> _INSTRUCTIONS TO FOLLOW_:
Only one stretch of the data below is wanted: the lines from the one with "the dark grey" through the one with "the whole metallic", repeated exactly.

+---+

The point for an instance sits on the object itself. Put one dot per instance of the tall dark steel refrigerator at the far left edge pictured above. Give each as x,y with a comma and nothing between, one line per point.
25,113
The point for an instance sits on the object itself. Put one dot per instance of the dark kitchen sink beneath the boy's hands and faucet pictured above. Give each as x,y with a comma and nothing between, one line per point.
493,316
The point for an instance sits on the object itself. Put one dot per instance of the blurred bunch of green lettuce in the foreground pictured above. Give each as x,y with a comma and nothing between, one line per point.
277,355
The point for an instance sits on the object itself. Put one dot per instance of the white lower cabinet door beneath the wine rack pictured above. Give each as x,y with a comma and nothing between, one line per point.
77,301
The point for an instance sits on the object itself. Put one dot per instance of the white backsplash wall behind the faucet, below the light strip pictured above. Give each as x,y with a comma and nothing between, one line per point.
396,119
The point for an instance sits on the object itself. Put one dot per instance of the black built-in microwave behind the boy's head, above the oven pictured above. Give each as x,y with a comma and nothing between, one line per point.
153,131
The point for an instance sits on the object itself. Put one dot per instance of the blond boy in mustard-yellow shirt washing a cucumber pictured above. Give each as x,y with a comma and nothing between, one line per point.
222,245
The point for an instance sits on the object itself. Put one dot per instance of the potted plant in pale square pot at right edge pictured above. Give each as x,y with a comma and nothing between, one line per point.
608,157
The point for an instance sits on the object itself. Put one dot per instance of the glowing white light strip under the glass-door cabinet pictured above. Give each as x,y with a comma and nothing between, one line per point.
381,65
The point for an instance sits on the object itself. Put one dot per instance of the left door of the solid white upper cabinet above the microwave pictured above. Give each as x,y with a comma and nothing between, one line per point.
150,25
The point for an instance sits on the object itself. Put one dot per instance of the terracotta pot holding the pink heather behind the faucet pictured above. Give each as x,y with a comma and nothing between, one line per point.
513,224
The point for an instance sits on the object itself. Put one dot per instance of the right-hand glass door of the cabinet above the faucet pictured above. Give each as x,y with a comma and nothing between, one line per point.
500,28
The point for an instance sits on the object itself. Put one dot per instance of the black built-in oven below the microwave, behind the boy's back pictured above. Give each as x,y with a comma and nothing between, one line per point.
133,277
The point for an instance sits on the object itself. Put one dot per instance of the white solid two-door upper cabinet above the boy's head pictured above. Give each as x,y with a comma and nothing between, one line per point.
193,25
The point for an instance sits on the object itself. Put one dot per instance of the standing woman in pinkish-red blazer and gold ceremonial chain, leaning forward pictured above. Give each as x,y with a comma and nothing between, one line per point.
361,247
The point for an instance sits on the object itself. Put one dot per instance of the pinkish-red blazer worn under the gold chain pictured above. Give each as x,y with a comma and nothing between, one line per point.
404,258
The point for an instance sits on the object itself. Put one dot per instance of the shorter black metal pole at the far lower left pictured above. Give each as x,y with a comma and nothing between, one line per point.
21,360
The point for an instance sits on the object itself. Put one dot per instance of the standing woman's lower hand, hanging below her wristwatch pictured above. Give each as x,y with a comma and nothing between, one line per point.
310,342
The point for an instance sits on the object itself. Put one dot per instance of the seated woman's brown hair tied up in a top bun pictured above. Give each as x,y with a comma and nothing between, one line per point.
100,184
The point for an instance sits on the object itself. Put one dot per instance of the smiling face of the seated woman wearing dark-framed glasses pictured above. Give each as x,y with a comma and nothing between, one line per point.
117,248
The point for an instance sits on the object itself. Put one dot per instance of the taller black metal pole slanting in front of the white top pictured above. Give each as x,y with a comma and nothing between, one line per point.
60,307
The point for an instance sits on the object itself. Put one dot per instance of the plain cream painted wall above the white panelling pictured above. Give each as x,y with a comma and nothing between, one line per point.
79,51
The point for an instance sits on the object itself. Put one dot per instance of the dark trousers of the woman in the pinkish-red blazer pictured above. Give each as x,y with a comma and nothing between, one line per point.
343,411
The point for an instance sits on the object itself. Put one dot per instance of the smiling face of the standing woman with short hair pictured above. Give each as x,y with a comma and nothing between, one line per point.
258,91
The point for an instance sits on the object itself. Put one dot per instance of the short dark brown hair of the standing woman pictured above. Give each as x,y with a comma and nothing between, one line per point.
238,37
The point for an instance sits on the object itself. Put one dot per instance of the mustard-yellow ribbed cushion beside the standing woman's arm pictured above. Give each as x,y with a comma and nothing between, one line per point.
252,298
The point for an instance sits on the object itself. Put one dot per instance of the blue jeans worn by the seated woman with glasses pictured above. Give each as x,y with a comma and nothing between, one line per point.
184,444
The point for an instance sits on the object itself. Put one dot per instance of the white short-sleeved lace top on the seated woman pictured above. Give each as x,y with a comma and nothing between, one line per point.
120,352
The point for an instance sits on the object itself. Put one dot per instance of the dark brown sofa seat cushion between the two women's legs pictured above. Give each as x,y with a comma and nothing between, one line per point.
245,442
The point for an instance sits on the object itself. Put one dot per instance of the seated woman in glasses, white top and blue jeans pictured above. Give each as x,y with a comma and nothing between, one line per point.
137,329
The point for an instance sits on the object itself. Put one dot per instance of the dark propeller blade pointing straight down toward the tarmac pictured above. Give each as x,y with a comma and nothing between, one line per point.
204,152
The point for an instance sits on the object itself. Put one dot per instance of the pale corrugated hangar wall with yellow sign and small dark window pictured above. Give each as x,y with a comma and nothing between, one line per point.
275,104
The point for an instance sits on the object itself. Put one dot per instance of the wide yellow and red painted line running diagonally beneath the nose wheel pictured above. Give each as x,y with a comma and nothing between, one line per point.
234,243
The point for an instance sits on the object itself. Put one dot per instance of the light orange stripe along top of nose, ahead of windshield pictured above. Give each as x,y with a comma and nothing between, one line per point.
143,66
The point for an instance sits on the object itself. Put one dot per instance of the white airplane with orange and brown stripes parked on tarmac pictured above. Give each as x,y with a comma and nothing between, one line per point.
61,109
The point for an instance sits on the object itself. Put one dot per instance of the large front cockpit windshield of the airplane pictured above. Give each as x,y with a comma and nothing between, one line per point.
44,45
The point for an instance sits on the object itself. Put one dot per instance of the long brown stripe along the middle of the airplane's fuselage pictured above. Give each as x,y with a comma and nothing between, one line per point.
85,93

+---+

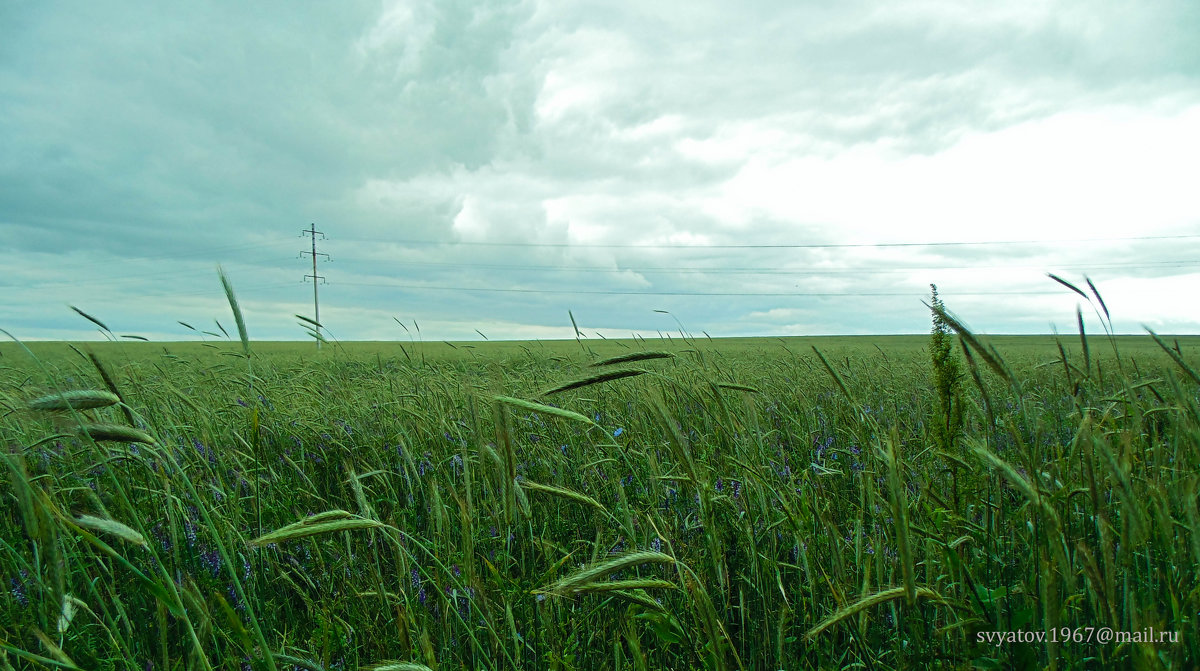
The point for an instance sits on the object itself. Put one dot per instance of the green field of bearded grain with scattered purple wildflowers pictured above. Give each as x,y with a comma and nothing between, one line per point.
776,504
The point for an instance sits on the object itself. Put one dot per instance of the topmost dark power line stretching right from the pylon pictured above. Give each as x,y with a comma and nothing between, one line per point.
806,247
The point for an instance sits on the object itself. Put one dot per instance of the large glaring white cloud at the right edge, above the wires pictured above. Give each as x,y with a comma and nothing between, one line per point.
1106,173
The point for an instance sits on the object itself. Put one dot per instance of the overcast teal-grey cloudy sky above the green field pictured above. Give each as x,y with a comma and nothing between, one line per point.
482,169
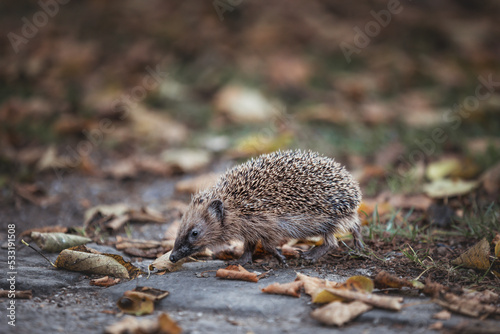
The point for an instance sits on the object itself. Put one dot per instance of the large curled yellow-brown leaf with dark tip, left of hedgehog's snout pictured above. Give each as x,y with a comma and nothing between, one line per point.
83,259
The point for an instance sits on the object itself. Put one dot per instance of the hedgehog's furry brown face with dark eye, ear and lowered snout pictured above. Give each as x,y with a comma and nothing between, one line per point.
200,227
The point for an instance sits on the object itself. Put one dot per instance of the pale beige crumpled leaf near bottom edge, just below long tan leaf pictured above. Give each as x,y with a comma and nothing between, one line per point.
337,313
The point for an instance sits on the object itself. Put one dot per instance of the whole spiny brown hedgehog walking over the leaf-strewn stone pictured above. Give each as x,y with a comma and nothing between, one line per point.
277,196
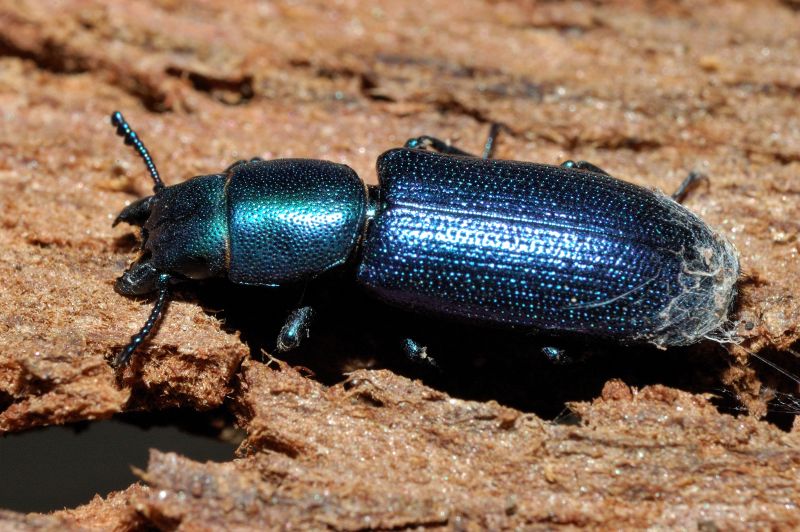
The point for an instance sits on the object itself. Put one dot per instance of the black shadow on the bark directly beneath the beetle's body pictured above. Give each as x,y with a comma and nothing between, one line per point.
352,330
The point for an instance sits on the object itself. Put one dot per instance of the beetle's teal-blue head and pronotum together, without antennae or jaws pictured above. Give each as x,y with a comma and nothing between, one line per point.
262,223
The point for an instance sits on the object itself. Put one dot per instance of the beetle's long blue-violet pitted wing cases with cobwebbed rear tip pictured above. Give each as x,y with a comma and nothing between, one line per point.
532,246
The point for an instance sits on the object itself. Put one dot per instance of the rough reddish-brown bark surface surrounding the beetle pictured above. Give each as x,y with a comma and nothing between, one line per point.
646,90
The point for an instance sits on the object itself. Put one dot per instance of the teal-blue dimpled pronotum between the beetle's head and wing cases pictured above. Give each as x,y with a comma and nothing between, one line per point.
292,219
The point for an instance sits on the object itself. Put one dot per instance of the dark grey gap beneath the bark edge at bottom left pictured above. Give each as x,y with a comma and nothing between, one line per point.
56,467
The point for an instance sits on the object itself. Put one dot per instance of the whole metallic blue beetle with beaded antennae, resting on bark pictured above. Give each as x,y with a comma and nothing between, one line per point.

+---+

> _REPLY_:
The point for an instance sits on the object itself. Put one dot per instance of the dark grey gap beneath the bark edge at bottom left pictured above. Give each as x,y with a comma and nothing between, one line per point.
56,467
The point for an instance sits on the object itself. Put one dot per instance of the whole metallic blue beetle with beaded antennae, resting on bark pictured above. Give each as x,y with a comma and nothing between, one line per point.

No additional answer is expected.